== GOAL ==
Everything from the line holding "outline bird" to the end of the listing below should be copied exactly, line for line, minus the pictures.

— START INPUT MATERIAL —

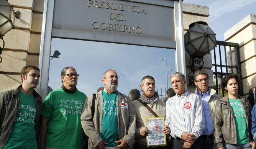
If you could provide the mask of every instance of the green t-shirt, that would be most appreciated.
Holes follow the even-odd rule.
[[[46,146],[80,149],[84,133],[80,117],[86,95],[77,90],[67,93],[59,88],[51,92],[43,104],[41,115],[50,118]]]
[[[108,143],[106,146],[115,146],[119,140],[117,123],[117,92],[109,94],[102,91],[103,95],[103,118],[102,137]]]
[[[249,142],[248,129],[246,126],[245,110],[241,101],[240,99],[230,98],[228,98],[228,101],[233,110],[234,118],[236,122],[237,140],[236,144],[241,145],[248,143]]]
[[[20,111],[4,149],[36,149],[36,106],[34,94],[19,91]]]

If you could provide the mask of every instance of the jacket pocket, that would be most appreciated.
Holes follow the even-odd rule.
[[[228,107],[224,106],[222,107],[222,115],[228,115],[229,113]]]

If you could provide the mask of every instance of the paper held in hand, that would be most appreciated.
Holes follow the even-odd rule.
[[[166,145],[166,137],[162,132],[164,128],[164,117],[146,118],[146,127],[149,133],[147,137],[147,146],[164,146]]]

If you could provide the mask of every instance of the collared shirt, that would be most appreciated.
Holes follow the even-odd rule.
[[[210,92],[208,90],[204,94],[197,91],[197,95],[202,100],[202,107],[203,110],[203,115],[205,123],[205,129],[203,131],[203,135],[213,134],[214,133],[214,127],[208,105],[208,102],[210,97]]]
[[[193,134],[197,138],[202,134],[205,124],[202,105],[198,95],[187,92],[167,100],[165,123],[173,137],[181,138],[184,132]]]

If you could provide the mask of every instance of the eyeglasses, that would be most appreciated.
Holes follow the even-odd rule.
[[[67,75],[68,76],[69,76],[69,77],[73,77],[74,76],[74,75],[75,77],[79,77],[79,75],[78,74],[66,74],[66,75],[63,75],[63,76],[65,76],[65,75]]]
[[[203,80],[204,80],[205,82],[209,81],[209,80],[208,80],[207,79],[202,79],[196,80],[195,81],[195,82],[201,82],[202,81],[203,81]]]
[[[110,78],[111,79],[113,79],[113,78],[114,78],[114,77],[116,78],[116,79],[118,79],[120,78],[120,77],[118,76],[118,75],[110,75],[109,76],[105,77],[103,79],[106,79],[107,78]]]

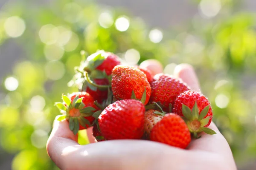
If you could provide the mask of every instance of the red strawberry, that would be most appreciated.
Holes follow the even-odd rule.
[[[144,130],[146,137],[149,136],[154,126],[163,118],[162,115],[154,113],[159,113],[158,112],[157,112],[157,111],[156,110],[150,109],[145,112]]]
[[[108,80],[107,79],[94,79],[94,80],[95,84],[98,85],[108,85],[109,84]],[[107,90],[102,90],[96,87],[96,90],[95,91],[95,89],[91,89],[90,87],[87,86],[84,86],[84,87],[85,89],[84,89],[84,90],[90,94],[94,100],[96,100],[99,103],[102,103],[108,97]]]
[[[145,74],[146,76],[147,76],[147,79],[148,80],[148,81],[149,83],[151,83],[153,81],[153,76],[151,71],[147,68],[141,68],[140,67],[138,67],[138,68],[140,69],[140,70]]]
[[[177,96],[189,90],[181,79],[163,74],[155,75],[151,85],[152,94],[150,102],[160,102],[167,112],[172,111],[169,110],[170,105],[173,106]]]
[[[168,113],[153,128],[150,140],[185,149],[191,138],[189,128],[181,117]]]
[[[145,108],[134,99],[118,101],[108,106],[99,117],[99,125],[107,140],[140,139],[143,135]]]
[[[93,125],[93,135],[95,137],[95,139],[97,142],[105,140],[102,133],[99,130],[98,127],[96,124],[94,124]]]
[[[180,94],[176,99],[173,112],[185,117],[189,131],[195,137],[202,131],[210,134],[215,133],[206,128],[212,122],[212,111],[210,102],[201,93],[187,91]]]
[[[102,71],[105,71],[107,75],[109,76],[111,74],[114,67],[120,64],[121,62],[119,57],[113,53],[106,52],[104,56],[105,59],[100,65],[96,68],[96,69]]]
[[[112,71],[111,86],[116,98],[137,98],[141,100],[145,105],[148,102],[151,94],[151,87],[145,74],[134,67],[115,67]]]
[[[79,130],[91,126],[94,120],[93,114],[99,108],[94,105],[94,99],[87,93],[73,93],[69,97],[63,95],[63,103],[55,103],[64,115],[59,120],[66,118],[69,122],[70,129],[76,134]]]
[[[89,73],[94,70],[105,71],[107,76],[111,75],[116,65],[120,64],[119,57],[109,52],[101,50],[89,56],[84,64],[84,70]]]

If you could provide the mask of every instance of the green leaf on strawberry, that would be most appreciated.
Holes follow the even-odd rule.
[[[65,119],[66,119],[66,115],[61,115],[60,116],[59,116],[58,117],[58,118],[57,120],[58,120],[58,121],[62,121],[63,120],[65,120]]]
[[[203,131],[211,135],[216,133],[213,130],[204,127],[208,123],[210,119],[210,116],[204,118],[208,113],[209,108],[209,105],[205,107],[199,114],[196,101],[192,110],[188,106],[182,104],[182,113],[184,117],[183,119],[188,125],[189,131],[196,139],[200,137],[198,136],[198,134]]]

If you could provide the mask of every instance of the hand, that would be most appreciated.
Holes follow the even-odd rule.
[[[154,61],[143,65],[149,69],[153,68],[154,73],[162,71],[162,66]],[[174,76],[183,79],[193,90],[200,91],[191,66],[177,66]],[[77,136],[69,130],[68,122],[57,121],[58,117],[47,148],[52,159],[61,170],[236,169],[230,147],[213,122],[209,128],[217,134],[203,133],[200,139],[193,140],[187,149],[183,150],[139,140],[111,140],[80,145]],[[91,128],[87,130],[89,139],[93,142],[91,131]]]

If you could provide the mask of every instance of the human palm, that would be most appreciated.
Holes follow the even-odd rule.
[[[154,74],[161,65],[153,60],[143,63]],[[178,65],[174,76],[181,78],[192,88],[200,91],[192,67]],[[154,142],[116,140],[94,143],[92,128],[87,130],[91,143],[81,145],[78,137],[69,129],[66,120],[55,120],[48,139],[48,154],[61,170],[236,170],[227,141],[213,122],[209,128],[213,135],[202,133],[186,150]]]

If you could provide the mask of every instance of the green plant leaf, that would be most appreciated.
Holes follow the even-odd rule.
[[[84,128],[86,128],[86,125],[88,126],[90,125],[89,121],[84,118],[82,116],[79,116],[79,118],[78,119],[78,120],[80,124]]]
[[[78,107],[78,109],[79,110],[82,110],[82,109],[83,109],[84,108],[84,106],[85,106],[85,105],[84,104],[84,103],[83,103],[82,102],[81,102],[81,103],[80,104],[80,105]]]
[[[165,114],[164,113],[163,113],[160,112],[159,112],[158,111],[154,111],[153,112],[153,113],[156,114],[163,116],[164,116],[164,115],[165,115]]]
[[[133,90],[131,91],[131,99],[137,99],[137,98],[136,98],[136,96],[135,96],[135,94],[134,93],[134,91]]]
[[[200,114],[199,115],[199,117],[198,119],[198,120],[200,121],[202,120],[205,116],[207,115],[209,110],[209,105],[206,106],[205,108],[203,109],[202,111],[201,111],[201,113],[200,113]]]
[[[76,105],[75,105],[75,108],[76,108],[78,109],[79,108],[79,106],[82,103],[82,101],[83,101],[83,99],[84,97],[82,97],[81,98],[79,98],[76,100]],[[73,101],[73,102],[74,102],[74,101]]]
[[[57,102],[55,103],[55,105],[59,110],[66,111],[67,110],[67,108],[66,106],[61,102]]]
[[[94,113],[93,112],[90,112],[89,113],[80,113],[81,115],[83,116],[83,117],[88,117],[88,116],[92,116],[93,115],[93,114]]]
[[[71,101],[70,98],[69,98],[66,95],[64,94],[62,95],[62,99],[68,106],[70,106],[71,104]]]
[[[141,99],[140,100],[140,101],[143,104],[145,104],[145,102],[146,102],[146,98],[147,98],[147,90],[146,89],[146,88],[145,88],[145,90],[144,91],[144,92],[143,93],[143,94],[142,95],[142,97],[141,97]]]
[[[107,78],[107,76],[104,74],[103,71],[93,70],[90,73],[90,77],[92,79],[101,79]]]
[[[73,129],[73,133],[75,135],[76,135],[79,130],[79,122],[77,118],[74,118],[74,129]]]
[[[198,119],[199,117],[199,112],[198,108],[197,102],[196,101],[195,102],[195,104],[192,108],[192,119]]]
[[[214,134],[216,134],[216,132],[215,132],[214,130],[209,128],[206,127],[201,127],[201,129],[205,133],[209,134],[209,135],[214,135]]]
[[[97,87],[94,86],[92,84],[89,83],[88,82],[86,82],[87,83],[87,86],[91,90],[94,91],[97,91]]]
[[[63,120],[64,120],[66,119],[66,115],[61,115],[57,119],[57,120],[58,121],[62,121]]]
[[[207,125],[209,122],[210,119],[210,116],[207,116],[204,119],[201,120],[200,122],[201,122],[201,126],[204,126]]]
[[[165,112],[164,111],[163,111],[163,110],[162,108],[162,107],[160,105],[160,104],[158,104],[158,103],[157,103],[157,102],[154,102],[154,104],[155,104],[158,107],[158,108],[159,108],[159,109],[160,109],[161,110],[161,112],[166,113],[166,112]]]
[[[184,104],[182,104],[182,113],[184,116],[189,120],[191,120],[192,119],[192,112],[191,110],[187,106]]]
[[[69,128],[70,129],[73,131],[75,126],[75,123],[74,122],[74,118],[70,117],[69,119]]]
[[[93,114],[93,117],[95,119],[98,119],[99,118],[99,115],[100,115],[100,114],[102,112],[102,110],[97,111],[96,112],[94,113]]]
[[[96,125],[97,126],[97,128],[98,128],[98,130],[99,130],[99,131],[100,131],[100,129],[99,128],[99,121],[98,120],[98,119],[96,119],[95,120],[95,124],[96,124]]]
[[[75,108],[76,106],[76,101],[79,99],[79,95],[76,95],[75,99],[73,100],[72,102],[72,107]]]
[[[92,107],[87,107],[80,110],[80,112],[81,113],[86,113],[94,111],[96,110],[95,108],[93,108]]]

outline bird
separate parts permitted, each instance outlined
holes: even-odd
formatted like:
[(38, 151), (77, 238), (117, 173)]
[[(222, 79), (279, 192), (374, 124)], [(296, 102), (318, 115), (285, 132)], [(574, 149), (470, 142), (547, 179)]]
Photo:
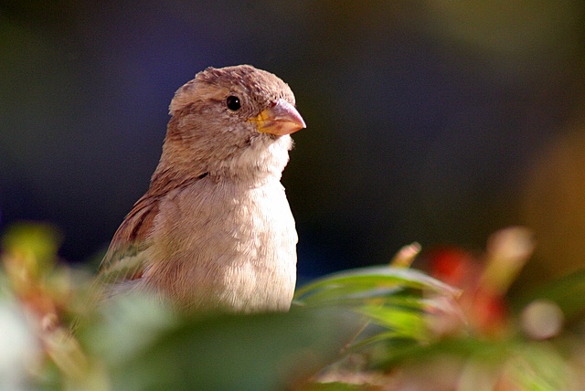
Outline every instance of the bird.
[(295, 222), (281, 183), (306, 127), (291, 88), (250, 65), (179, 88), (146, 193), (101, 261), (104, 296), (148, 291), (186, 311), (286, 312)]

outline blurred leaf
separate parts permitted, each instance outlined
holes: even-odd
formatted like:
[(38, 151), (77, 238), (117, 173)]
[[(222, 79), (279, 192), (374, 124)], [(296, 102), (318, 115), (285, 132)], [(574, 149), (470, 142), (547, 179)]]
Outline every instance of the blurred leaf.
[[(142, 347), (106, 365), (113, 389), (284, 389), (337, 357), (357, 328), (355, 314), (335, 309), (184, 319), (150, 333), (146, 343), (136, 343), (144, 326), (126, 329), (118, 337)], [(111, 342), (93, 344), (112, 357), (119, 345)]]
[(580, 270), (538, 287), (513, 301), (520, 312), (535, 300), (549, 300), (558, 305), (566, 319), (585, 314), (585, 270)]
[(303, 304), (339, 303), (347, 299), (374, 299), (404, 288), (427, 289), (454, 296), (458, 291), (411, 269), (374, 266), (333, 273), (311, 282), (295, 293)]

— END INPUT MATERIAL —

== EXERCISE OUTPUT ==
outline bird
separate parts permitted, each instance outlined
holes: even-odd
formatted like:
[(38, 151), (77, 238), (117, 173)]
[[(222, 79), (279, 192), (374, 124)], [(296, 102), (318, 115), (285, 132)], [(574, 149), (470, 142), (547, 179)]]
Photo:
Outline every instance of the bird.
[(295, 222), (281, 183), (306, 127), (291, 88), (250, 65), (179, 88), (146, 193), (101, 261), (104, 296), (148, 291), (186, 311), (286, 312)]

outline blurred leaf
separate parts permitted, each instance outlined
holes: even-odd
formatted like:
[(38, 151), (77, 238), (117, 173)]
[[(222, 79), (279, 192), (374, 124)], [(296, 102), (318, 115), (285, 132)], [(574, 149), (470, 142), (547, 179)]]
Outline every instance of the blurred leaf.
[[(142, 347), (106, 365), (113, 389), (284, 389), (337, 357), (357, 328), (355, 314), (335, 309), (184, 319), (150, 333), (146, 343), (136, 343), (144, 326), (126, 329), (118, 337)], [(111, 342), (93, 344), (112, 357), (119, 345)]]
[(580, 270), (538, 287), (513, 301), (520, 312), (535, 300), (549, 300), (558, 305), (566, 319), (585, 314), (585, 270)]
[(303, 304), (339, 303), (347, 299), (374, 299), (404, 288), (427, 289), (454, 296), (458, 291), (411, 269), (374, 266), (333, 273), (311, 282), (295, 293)]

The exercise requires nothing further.